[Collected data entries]

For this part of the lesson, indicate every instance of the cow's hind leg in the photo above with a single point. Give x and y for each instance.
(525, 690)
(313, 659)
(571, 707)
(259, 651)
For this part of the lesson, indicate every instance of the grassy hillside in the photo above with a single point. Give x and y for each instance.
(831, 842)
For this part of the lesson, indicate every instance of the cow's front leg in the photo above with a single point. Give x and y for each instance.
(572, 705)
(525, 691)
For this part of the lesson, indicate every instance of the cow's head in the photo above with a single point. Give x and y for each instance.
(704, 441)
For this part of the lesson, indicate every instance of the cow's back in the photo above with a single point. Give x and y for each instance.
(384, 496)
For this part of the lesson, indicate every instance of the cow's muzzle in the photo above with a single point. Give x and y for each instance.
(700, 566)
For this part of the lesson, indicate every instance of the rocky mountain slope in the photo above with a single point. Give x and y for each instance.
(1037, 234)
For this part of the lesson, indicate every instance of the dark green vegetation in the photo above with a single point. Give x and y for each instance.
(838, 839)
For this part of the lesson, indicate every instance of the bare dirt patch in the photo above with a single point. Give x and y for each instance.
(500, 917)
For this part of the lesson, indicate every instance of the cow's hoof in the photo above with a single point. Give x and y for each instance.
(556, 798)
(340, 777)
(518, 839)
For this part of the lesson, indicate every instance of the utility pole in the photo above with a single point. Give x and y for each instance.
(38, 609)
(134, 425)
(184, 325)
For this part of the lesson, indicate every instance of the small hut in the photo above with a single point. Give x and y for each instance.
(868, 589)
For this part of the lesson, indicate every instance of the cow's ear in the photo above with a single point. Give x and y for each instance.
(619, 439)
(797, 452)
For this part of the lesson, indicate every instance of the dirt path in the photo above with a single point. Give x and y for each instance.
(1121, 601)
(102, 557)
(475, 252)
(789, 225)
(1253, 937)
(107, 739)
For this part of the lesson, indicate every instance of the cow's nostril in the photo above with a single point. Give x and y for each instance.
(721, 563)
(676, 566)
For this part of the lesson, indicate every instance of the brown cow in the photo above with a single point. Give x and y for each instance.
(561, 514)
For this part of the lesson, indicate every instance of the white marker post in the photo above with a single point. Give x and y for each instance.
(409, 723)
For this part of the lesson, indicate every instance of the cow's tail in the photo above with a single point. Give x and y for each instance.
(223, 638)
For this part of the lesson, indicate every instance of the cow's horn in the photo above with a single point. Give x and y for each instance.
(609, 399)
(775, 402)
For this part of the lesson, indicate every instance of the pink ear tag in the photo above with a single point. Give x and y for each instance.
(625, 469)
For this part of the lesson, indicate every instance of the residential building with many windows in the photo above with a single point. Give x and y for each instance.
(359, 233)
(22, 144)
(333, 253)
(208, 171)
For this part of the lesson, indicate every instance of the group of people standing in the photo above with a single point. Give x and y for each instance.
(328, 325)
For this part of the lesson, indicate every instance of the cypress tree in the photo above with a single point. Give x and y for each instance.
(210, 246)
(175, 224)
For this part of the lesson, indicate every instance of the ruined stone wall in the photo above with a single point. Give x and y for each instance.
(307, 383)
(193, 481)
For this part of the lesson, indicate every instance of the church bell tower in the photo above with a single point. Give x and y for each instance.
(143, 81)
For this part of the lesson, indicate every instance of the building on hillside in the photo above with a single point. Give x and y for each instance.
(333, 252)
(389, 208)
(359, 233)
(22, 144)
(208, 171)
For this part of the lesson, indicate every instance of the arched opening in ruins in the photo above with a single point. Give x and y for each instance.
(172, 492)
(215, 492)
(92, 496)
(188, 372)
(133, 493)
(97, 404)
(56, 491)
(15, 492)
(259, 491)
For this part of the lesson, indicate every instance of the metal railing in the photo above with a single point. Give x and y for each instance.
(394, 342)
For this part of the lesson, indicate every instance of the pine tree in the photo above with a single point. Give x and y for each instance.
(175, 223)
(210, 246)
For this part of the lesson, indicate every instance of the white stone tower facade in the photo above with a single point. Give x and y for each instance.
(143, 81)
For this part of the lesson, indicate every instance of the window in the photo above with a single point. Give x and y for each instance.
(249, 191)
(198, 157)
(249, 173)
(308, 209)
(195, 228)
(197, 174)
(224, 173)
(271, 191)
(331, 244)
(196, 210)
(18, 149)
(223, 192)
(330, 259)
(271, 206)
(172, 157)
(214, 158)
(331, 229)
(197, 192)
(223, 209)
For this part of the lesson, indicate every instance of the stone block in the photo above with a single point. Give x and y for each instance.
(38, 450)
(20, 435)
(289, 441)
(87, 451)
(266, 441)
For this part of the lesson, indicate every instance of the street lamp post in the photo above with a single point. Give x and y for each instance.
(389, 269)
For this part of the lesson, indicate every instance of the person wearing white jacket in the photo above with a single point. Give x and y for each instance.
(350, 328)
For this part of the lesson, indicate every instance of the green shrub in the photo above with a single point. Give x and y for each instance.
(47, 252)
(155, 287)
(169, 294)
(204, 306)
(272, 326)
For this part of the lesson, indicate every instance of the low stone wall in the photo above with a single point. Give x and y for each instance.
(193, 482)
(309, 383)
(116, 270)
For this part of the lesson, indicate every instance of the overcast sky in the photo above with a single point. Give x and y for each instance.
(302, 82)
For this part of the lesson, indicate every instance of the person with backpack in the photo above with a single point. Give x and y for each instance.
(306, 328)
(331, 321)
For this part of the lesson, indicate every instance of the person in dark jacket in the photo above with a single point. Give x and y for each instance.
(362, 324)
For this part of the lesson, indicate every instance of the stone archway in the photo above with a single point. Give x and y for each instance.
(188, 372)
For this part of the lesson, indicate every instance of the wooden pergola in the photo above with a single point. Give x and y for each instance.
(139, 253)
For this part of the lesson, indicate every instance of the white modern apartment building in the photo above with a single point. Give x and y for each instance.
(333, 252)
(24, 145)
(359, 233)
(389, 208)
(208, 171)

### The request
Take the listing above and set it down exactly.

### The response
For this part of the lesson, indicate every instance of the cow's hind leg in the photo above with a single point. Give x and y for each instance.
(525, 690)
(313, 659)
(571, 707)
(259, 651)
For this part of the lesson, indicate every instance of the grassy hillside in the photo above with a single point. Give x and y for each instance.
(831, 842)
For this part of the lesson, indicate every instance of the cow's front leg in the photo above with a single point. Give x and y for each instance.
(572, 705)
(525, 691)
For this part of the lesson, indicate every instance of the cow's head in the photo above with a single point. Give x and y for each instance.
(704, 441)
For this part of the lesson, indicate every instance of the cow's back in the photo above with a single point. Give x and y for each instance.
(384, 496)
For this part of the lesson, indicate every instance of the cow's muzzle in the photo above with a single point. Give x and y for each instance.
(700, 566)
For this part of the lesson, indicate every instance of the rocky mountain slope in the photo above with a single point. Give x and y for each instance.
(1037, 234)
For this part of the lesson, indicate every instance of the dark green vegetation in the photo above with a single point. Give x and y for each instance.
(838, 839)
For this part of the lesson, indicate every instance of the bare dirt patch in the photo above with a single point. Give x and y for each instance.
(500, 917)
For this part of the lesson, indicate every instance of the cow's hoof in the photo above with a single point. Give x and y for each instance.
(556, 798)
(340, 777)
(518, 839)
For this part of the lesson, indicate every instance of the utility pole in the photo above with a single point. Give x and y for each instance.
(38, 609)
(134, 425)
(184, 325)
For this part of the lesson, indicate every instance of the small hut in the photo above with a single point. Give x and y for each instance.
(868, 589)
For this part of the lesson, indicate every instance of the cow's ear in the photo above with a single point. Give x and y for each instance.
(619, 439)
(797, 452)
For this part of the lesson, indicate every instance of the dirt path in the photo above with a single point. Give x and y for each instance.
(1121, 601)
(102, 557)
(475, 252)
(789, 225)
(1253, 937)
(107, 739)
For this part of the lesson, indicate every instance of the cow's nostril in the photo above with a single point. Give x and y for each instance.
(721, 563)
(676, 566)
For this part of the lesson, indicate every instance of the brown cow in the photo above with a single point. Give x and y for each instance.
(561, 514)
For this part of the lesson, indicate every instance of the white marker post in the photo above with a single point. Give x and y for each instance.
(409, 723)
For this part of the lesson, indicate every instance of the cow's tail in the photo above with a single point. Give x and y for each instance.
(223, 638)
For this part of the lesson, indicate every instance of the cow's horn in the photo above with a single point. Give x and y for each instance.
(609, 399)
(775, 402)
For this part of the lesson, indicate every instance of the pink ear tag in the photo above with a single point. Give x and y for each instance.
(625, 469)
For this part of the lesson, indicate every instance of the residential building with many windows in the photo above with a single point. Give x and y for each instance.
(359, 233)
(22, 144)
(333, 253)
(208, 171)
For this part of the lesson, indicate every instance of the group of people standing in the photo above with a single point. Give x and y for each instance.
(328, 325)
For this part of the lesson, indicate every instance of the cypress tree in the photo above with a single point. Give x and y for each instance.
(210, 246)
(175, 224)
For this part of the lesson, indicate every instance of the ruined stone wall in the photo above with a single point. Give x and y for each instance.
(307, 383)
(193, 481)
For this part of the lesson, indicate every instance of the church bell tower in the photo above with a single point. Give x and y for each instance.
(143, 81)
For this part of the lesson, indicate every instance of the building on hillside in the photo above with a single point. Give x and y for each instance.
(333, 252)
(389, 208)
(359, 233)
(22, 144)
(208, 171)
For this part of the lesson, indicate every instance of the arched opening in ruins in the photo above with a single point. Give x and y for each instance.
(172, 492)
(215, 492)
(92, 496)
(188, 372)
(133, 493)
(97, 404)
(56, 491)
(15, 492)
(259, 491)
For this part of the lesson, indicate every instance of the metal railing in the photo above with a single point. Give x and y for each instance.
(394, 342)
For this part of the lesson, indicate every instance of the pine tree in the photo above with a single point. Give x and y for each instance.
(175, 223)
(210, 246)
For this part of the lesson, indicate every instance of the white stone tower facade in the photo above with a single point. Give x and y for each instance.
(143, 81)
For this part of the lesson, indicate every instance of the window in the photo above with a single point. Give x and y for each instance.
(249, 191)
(198, 157)
(249, 173)
(308, 209)
(195, 228)
(197, 174)
(224, 173)
(271, 191)
(331, 244)
(196, 210)
(18, 149)
(223, 192)
(330, 259)
(271, 206)
(172, 157)
(214, 158)
(331, 229)
(197, 192)
(223, 209)
For this part of the lesson, indicate every instance of the stone block in the photo above with a single point. Give x and y for each instance.
(38, 450)
(20, 435)
(289, 441)
(87, 451)
(266, 441)
For this part of the lesson, indicate every instance of the street lamp post in the photo above with a single point. Give x and y for each instance.
(389, 269)
For this part of the lesson, indicate every instance of the person wearing white jacket in the photo above with a single point. Give x and y for each instance.
(350, 328)
For this part of the lesson, indicate every instance of the green shrub in the photo above with a single point. Give x and y for each instance.
(47, 252)
(155, 287)
(169, 294)
(204, 306)
(272, 326)
For this part of the lesson, indicate every instance of the low stone wall in the photo above with a single point. Give x and y for each instance.
(193, 482)
(309, 383)
(116, 270)
For this part of the lesson, indicate every instance of the overcast sky in the photo above with a single point. Give x and y for each instance.
(302, 82)
For this part of the lesson, indicate every instance of the person with backpack in the photo above with a single point. Give x and y for each instance.
(306, 328)
(331, 321)
For this part of the lesson, indicate every instance of the person in dark jacket in the photo above with a single point. Give x and y for each instance.
(362, 324)
For this part of the lesson, indicate every instance of the stone archway in the photo above with a single point. Give x and y for each instance.
(188, 372)
For this part of the lesson, indicate every instance of the wooden pergola in the photo above with a single point. Give x and y for each instance.
(139, 253)
For this part of the lesson, indicate every instance of the white modern apartment building in the photo above with a single point. Give x and y for each instance.
(333, 252)
(24, 145)
(359, 233)
(389, 208)
(208, 171)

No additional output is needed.